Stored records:
*** Block opens ***
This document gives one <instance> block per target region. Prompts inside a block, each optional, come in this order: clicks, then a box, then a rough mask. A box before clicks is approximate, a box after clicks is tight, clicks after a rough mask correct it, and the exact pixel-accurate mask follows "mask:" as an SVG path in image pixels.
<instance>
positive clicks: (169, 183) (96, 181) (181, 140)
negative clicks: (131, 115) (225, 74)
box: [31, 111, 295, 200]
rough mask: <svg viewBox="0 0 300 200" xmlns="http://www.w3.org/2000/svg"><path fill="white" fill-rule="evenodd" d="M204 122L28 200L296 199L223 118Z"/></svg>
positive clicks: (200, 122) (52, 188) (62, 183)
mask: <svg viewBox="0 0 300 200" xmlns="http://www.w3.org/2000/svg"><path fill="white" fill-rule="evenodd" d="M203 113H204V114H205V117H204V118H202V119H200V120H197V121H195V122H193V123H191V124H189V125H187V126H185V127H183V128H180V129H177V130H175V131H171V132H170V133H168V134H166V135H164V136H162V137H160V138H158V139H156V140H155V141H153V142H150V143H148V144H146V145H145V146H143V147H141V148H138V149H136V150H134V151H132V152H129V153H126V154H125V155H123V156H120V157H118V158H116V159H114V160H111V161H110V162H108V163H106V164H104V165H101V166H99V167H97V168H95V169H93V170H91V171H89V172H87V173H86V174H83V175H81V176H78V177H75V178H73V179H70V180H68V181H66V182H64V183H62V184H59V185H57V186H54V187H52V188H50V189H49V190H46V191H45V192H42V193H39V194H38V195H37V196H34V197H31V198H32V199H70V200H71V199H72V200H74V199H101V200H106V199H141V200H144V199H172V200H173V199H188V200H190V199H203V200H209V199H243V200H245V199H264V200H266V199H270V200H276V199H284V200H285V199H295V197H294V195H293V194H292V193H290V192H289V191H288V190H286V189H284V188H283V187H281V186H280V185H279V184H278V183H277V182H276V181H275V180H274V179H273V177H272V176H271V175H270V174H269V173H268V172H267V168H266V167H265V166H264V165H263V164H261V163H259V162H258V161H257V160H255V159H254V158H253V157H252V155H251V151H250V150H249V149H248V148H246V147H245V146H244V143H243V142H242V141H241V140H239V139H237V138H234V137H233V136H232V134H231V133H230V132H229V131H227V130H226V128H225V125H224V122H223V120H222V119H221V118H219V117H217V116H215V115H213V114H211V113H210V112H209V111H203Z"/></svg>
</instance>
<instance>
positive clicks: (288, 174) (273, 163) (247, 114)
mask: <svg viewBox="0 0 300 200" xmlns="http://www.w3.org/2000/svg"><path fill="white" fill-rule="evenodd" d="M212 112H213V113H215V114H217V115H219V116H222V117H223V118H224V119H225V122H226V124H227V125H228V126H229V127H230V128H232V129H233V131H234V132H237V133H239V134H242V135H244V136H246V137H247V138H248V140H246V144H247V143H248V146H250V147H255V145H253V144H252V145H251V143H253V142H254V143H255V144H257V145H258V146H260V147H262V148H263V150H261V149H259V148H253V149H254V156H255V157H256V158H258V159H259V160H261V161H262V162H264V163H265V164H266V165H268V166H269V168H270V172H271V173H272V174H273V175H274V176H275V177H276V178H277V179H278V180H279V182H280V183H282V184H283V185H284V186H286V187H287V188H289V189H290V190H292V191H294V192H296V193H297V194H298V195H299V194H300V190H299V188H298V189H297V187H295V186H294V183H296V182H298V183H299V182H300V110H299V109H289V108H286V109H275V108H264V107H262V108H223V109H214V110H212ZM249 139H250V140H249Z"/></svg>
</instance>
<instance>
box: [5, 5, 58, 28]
*** Block closes ***
* [TASK GOAL]: Gather each line in the entries above where the string "rough" is found.

* [ANSWER SECTION]:
This document gives one <instance> block per target region. Prompts inside a block, each optional, come in this order: clicks, then a box, then a rough mask. A box before clicks is approximate, a box after clicks is tight, clicks after a rough mask correct it, and the exact pixel-accurate mask follows "mask:" as an SVG path in image pixels.
rough mask: <svg viewBox="0 0 300 200" xmlns="http://www.w3.org/2000/svg"><path fill="white" fill-rule="evenodd" d="M204 122L28 200L296 199L223 118Z"/></svg>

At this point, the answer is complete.